* [Text section]
= Beginning of Section =
Bacterial infections in hospitalized infants have decreased. Source: Adobe Stock

Paul L Aronson

“Historically, [among] febrile infants in that first 60 days of life who come into the ED with fever, about 10% will have a UTI and about 2% will have a blood infection and 0.5% to 1% will have meningitis,” Aronson said.

Aronson and colleagues theorized that the rates were higher during the first year of the pandemic “because, just relatively, we were getting less infants who had fever due to other causes,” Aronson said.

Aronson and colleagues conducted a retrospective multicenter, cross-sectional study encompassing 97 hospitals in the US and Canada. They included well-appearing infants aged 8 to 60 days who had temperatures greater than or equal to 38° C (100.4° F), and an ED visit or hospitalization between Nov. 1, 2020, and March 31, 2022.

“The other thing we looked at was the association of COVID-19 prevalence,” Aronson said. “[We were] looking at the month-by-month proportion of infants who had COVID-19, and whether more infants with COVID-19 that month [were] associated with an individual infant’s odds of having a bacterial infection.”

Among the 9,112 infants studied, 6.6% were found to have a UTI, whereas 1.8% had bacteremia without meningitis and 0.5% had bacterial meningitis — in line with historic levels.

“What we do show is that the prevalence of infection over time has returned to sort of historical levels, which informs sort of how we approach [these infections] and evaluate them,” Aronson said.
= End of Section =
* [Supplied entries]
= Beginning of Section =
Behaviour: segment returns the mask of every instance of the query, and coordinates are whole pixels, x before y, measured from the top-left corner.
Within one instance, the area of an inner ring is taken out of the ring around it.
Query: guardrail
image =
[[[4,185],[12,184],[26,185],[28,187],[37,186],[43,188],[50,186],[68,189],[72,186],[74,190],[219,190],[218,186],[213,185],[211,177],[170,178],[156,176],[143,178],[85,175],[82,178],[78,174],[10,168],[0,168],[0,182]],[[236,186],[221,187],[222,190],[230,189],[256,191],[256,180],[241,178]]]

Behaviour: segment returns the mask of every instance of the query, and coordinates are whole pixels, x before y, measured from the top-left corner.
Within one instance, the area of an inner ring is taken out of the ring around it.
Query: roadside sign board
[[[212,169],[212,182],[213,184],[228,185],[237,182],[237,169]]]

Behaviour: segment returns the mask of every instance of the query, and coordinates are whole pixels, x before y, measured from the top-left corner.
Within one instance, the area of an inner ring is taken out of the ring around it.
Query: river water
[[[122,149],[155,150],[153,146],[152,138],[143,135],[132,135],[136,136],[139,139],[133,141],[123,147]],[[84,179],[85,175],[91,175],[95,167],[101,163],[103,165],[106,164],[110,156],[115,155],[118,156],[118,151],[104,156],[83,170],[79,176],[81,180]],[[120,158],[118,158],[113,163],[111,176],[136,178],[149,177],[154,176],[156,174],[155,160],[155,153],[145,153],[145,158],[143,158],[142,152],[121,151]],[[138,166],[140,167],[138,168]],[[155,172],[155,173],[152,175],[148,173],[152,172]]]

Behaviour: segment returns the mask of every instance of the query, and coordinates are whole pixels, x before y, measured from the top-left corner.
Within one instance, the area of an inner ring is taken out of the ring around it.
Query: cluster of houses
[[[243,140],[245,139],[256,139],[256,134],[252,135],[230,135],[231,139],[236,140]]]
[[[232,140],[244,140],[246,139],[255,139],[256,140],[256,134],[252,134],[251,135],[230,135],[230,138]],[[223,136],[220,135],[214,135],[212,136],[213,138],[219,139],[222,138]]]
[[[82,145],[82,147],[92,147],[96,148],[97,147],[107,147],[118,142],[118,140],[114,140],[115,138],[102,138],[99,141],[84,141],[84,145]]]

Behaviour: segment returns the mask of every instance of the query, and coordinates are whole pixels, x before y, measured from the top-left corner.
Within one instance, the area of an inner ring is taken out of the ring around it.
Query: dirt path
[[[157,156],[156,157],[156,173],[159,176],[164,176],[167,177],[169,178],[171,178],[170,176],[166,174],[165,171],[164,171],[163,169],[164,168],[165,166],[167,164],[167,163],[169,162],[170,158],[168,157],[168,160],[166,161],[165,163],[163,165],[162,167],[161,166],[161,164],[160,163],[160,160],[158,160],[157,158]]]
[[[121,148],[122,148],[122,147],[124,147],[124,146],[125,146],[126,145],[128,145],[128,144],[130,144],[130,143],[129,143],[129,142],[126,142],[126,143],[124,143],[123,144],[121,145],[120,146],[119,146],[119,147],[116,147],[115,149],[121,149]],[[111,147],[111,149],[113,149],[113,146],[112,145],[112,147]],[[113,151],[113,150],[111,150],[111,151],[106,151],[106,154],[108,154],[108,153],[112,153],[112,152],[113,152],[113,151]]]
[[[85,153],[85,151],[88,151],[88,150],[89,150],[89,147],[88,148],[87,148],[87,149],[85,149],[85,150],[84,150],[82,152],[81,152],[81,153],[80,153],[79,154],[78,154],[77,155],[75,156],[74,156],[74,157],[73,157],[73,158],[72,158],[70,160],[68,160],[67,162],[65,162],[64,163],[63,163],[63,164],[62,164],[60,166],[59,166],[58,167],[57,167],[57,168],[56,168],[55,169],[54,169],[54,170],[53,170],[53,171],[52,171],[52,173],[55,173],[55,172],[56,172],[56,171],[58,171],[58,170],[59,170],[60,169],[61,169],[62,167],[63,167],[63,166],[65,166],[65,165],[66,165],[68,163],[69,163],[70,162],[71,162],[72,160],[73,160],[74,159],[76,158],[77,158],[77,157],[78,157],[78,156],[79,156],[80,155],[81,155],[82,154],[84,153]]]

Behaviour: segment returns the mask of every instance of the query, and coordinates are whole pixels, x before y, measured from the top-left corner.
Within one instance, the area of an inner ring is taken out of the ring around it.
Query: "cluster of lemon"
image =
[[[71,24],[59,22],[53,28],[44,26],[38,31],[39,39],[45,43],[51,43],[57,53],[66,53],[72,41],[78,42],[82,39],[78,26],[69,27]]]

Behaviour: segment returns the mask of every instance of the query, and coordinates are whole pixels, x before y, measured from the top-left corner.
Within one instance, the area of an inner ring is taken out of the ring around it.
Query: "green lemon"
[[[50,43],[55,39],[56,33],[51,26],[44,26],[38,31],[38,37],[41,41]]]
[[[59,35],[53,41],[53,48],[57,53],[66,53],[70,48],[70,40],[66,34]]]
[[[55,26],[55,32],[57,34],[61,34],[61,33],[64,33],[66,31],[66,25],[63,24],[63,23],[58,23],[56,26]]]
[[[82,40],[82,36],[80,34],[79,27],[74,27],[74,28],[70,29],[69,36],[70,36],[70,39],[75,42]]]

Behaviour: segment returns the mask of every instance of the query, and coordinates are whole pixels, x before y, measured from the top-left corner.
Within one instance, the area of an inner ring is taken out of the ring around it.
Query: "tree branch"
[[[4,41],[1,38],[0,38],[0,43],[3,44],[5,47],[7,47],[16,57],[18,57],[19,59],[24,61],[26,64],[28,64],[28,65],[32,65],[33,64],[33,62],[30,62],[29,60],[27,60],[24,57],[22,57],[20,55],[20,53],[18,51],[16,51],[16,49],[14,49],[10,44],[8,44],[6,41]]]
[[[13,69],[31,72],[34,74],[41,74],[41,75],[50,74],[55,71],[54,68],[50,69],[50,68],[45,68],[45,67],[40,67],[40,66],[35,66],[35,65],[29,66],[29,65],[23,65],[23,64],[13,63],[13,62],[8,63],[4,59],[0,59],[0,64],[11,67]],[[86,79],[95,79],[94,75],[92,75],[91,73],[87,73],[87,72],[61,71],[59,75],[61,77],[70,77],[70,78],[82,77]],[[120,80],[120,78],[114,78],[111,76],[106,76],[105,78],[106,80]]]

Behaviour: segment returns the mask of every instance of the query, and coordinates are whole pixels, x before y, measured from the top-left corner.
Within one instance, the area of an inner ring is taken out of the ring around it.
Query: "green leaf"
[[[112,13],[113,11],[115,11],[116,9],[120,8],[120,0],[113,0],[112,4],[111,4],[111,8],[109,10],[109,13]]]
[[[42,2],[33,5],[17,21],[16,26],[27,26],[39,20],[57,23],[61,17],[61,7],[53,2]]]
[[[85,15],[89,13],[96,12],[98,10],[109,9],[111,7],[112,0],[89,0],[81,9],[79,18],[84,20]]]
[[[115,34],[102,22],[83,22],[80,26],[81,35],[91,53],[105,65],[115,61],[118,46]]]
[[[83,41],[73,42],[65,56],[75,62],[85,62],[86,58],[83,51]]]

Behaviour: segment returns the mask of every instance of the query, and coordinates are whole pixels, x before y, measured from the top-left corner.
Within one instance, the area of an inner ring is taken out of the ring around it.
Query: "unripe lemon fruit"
= End of Section =
* [Requirement] From the article on bacterial infections in febrile infants above, extract word for word the part that opens with the words containing "Aronson and colleagues conducted" and closes with "March 31, 2022.".

* [Response for this exercise]
Aronson and colleagues conducted a retrospective multicenter, cross-sectional study encompassing 97 hospitals in the US and Canada. They included well-appearing infants aged 8 to 60 days who had temperatures greater than or equal to 38° C (100.4° F), and an ED visit or hospitalization between Nov. 1, 2020, and March 31, 2022.